===== Records shown =====

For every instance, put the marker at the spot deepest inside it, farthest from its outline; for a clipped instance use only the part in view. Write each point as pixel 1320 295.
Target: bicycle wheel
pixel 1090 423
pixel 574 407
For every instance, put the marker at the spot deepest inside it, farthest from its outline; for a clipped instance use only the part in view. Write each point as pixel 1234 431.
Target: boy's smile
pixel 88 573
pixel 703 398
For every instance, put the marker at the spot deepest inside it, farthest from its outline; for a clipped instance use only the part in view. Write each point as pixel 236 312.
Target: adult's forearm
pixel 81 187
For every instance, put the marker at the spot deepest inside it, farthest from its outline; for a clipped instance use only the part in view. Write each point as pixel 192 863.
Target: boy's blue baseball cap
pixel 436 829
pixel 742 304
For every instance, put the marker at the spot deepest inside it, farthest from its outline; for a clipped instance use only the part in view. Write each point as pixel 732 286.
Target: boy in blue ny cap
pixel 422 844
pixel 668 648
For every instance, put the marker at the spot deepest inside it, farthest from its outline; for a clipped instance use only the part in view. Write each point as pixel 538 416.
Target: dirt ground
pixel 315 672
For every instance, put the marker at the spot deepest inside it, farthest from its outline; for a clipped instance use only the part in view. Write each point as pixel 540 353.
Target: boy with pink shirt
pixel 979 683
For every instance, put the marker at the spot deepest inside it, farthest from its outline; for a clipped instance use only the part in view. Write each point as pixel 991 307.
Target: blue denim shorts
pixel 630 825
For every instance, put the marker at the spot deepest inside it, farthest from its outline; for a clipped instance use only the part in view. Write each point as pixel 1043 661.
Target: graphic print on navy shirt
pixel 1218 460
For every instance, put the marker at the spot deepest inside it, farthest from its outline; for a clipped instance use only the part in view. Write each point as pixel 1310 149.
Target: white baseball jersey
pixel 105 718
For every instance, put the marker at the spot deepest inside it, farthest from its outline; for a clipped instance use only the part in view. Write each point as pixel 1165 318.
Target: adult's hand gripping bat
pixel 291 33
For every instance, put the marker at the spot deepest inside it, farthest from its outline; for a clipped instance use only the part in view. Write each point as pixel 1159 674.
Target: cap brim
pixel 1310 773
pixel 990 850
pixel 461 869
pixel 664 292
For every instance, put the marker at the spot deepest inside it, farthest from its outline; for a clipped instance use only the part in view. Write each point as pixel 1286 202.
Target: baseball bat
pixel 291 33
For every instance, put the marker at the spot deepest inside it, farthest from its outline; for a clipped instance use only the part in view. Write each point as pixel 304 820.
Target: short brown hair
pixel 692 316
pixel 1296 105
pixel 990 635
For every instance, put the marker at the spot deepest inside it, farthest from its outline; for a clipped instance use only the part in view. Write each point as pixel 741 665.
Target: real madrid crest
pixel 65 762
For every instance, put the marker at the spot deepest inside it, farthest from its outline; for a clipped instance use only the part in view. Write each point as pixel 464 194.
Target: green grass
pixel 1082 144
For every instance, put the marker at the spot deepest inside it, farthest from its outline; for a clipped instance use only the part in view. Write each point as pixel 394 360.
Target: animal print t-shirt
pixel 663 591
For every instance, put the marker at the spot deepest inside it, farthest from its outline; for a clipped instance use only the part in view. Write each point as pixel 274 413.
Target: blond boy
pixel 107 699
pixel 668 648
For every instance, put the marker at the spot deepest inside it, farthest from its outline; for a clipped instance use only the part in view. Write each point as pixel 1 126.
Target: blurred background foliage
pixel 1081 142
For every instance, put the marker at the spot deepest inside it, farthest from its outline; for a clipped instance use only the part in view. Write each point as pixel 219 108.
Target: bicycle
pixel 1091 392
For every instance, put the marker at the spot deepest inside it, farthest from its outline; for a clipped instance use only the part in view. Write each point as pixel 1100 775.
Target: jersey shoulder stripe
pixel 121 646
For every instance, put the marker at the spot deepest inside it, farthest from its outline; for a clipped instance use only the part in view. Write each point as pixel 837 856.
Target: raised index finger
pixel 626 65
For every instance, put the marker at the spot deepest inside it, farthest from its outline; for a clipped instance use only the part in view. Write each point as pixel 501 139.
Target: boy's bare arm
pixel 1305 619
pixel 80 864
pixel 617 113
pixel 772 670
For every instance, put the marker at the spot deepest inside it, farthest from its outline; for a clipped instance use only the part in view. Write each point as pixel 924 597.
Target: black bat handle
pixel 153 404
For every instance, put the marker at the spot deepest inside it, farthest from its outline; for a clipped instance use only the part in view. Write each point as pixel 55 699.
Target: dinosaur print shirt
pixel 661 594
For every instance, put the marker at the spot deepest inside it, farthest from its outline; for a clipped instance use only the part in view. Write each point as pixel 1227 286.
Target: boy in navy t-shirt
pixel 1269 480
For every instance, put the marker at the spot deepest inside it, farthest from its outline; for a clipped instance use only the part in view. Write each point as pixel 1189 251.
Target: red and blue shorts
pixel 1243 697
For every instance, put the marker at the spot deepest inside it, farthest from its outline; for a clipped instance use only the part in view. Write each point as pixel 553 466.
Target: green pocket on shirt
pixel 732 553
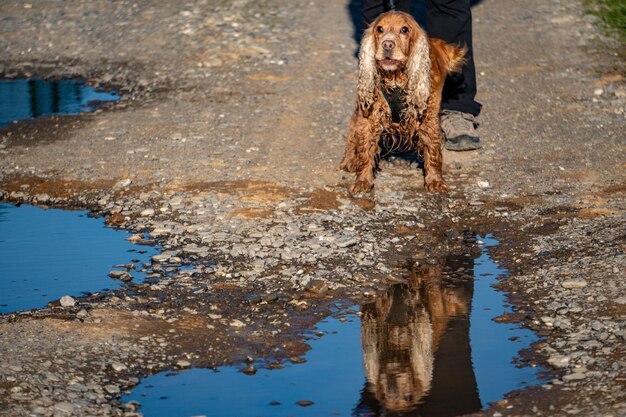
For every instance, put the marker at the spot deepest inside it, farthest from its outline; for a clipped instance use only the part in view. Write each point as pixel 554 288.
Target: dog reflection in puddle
pixel 416 346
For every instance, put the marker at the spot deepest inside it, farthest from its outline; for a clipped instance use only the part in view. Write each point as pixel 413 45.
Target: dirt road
pixel 231 129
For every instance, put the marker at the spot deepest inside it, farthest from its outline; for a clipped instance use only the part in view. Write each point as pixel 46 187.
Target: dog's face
pixel 394 34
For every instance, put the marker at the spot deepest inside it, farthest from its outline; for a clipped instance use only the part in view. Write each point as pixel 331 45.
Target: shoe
pixel 459 131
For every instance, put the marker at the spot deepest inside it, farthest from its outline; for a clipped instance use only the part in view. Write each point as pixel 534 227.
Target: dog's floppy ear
pixel 418 71
pixel 368 75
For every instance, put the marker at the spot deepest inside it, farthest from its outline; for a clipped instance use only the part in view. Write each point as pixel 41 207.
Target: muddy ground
pixel 225 149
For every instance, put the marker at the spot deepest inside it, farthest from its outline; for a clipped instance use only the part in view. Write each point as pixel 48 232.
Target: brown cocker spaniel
pixel 401 77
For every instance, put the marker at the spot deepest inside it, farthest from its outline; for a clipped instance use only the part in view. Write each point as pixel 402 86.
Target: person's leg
pixel 451 21
pixel 373 8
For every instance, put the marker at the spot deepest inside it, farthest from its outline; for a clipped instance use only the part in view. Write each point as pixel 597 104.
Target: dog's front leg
pixel 362 152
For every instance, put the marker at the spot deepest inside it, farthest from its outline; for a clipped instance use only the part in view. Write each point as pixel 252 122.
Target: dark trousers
pixel 451 21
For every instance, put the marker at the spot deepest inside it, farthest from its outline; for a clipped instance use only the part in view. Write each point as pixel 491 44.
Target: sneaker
pixel 459 131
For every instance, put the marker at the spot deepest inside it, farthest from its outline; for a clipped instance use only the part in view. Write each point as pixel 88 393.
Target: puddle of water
pixel 23 99
pixel 429 347
pixel 46 254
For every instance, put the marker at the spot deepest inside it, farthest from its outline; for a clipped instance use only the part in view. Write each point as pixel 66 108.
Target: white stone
pixel 147 213
pixel 574 283
pixel 67 301
pixel 118 367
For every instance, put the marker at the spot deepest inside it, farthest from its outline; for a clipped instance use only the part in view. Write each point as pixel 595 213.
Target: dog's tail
pixel 449 58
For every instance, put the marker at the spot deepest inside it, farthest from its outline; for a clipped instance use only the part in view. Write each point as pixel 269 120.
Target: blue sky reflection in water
pixel 26 98
pixel 45 254
pixel 425 348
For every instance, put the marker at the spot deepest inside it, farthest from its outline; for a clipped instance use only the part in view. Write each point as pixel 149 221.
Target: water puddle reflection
pixel 26 98
pixel 428 347
pixel 45 254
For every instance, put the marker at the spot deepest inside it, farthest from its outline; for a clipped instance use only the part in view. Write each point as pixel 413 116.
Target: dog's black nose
pixel 388 45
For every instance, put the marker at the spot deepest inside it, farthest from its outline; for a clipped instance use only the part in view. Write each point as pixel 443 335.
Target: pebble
pixel 183 364
pixel 346 241
pixel 147 213
pixel 64 408
pixel 112 389
pixel 574 283
pixel 67 301
pixel 559 361
pixel 118 366
pixel 122 184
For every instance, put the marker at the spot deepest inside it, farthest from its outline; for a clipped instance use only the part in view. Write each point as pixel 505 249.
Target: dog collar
pixel 395 98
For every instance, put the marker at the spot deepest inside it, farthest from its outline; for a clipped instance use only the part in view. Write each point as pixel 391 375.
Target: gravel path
pixel 224 149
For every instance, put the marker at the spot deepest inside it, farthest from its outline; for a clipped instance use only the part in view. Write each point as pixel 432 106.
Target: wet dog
pixel 401 76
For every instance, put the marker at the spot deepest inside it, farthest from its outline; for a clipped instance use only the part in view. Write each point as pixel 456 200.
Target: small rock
pixel 346 241
pixel 249 370
pixel 118 367
pixel 116 274
pixel 64 408
pixel 574 283
pixel 559 361
pixel 183 364
pixel 574 376
pixel 112 389
pixel 67 301
pixel 122 184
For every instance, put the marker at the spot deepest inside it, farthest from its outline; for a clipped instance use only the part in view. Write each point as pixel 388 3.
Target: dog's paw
pixel 360 186
pixel 437 186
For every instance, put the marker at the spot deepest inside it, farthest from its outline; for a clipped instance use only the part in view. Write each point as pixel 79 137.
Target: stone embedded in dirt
pixel 318 287
pixel 122 184
pixel 346 241
pixel 183 364
pixel 112 389
pixel 576 376
pixel 118 366
pixel 574 283
pixel 559 361
pixel 67 301
pixel 249 370
pixel 237 323
pixel 64 409
pixel 147 213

=====

Retype the items word for word, starting at the line that contains "pixel 274 413." and ending after the line that contains "pixel 1091 392".

For every instance, put the marker at the spot deepest inside it, farthest from its outline; for a clipped instance use only the part in view. Write each point as pixel 274 413.
Target: blond boy
pixel 107 699
pixel 668 648
For every instance, put the marker at the spot deepest inside it, farthest from its outline; for a clipped instance use only the part in view. Write each point as pixel 1 126.
Target: blurred background foliage
pixel 1081 142
For every instance, put the marker at the spot deepest inside it, farthest from its outline; for a clipped instance use only the part in view. Write each point as pixel 219 108.
Target: bicycle
pixel 1091 392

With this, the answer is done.